_EXERCISE DETAILS_
The answer should hold exactly the lines of the entries below from the one containing "the woman's nose" through the last line, both included.

_EXCERPTED DATA_
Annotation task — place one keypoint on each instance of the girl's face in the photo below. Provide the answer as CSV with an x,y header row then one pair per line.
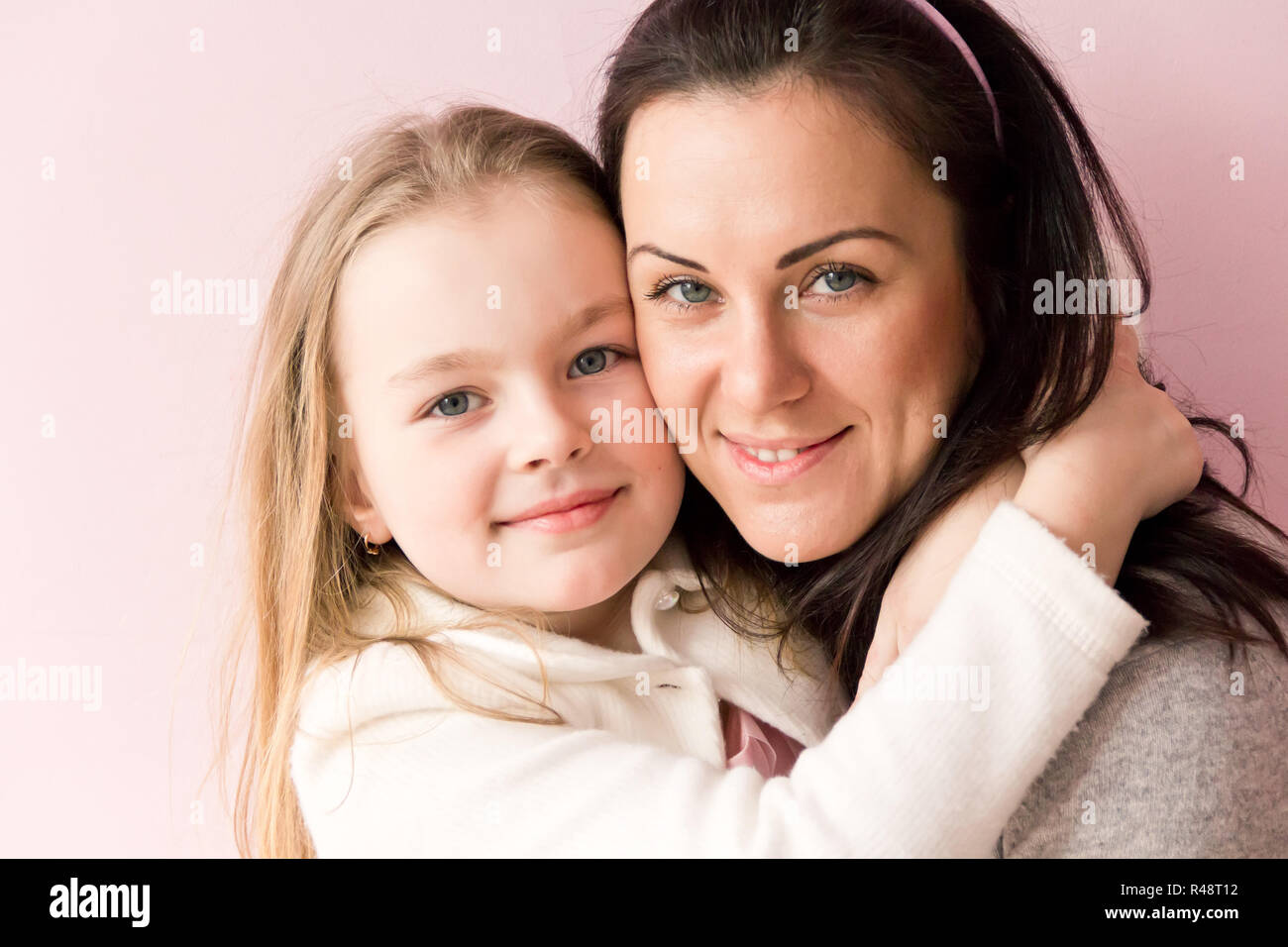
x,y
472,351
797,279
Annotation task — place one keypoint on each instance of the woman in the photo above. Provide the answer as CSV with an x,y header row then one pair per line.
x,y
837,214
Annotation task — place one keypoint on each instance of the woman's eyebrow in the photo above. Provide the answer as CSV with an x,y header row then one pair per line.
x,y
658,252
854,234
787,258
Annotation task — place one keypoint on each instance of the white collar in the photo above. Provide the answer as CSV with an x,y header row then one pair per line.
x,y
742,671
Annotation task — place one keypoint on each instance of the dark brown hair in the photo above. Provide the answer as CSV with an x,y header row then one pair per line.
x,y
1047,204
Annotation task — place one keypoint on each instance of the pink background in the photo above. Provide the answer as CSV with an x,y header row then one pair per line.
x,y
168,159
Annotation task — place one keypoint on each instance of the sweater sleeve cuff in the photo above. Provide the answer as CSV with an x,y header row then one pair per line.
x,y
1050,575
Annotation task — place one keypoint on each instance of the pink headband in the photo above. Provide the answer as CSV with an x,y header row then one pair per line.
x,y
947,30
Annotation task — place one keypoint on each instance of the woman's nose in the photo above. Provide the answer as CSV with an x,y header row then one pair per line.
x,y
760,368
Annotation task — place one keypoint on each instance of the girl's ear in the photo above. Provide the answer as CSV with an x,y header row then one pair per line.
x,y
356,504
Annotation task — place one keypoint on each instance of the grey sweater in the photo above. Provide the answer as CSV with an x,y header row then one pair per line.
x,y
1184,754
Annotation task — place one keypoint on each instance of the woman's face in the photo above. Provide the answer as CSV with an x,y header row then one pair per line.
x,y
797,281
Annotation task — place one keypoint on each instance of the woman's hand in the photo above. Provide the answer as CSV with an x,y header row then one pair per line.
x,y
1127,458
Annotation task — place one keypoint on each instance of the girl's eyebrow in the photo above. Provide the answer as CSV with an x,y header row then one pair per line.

_EXERCISE ANSWER_
Annotation task — place one keypoint on each instance of the woman's nose in the photo above. Provide the answer as CSV with an x,y header row then one pair per line.
x,y
760,368
Annotation task — place one keypoint on each instance of the girl's ear in the photo above. Provide the answer as CSV with an x,y header row then one pair per line.
x,y
356,504
Annotation task — place one keypoint on each instance of the grey sweater in the photo above. Provide the answer as CSV with an x,y header row then one pair per line.
x,y
1184,754
Annotation task — place one keypoint on each instance of the woman's face in the photo above. Provide the answer as CSV with an x,y header row then one pair per line.
x,y
797,281
Annotation task — place one keypoint on each instance of the woman's hand in the photo above. Provide the answer as CSV with an x,y header row then one pair per line.
x,y
1127,458
Annotation task — place one keypoint on each instance of the girl's eyebrow in the photo above. Provide the answer as CSV with an x,y header row then one pair per line.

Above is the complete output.